> [Written instruction]:
Reproduce word for word every line from the one containing "locate: green unripe" through the final line of the entries, including both.

********

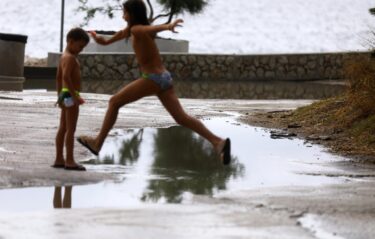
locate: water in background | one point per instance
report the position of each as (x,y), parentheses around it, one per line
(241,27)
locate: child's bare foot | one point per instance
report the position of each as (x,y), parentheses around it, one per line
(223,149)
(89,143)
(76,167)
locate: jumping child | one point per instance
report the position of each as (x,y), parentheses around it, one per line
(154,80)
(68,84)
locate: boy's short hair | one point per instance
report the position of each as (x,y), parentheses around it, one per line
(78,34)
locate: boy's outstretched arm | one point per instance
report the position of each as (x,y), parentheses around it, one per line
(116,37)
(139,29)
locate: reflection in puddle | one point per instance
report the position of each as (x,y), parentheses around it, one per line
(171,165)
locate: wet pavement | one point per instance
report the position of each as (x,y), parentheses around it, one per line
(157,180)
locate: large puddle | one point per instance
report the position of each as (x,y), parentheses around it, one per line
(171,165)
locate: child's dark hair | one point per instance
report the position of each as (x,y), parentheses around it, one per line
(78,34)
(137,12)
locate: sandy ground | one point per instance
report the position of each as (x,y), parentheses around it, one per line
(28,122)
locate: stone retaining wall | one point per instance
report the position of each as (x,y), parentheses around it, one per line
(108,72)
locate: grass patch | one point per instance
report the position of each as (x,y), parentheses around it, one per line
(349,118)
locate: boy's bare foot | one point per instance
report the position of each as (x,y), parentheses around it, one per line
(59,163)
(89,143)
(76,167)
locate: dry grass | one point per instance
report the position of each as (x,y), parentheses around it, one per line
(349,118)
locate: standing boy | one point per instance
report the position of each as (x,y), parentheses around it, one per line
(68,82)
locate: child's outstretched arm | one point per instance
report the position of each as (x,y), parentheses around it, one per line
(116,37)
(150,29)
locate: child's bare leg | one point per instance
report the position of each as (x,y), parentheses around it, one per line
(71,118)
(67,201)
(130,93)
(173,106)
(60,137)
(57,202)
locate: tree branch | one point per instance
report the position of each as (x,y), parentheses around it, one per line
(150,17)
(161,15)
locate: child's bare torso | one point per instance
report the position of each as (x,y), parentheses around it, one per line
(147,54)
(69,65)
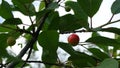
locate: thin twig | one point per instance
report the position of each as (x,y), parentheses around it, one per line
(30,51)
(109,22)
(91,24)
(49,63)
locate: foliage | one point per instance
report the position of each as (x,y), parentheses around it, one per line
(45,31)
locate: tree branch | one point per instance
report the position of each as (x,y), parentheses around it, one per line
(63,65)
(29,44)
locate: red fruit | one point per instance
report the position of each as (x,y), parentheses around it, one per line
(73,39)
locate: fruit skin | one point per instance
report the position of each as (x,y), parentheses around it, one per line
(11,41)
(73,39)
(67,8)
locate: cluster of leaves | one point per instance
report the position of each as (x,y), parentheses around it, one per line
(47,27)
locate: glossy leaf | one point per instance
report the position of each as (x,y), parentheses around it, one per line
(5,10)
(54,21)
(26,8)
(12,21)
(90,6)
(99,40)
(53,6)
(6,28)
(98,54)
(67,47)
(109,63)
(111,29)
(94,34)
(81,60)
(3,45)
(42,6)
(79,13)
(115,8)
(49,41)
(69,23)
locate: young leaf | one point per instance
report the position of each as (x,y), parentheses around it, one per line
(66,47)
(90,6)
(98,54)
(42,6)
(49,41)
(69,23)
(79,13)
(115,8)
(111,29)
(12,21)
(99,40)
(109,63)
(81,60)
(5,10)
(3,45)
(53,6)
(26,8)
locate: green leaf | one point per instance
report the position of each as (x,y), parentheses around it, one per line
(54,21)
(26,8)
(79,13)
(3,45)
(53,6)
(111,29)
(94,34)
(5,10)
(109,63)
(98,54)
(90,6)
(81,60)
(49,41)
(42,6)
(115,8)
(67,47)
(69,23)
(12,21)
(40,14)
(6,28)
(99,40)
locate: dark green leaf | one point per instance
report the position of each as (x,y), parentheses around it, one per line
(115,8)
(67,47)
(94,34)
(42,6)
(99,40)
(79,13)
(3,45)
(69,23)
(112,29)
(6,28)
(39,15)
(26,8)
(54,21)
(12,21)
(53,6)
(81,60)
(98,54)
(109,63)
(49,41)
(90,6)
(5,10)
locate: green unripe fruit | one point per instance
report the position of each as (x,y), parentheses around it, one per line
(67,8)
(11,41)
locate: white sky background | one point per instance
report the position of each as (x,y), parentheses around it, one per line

********

> [Full solution]:
locate: green unripe fruit | one point per instance
report the position of each as (x,y), parentheses around it, one per line
(67,8)
(11,41)
locate: white sky background | one point per instance
report the position of each as (x,y), parentheses around it, one per line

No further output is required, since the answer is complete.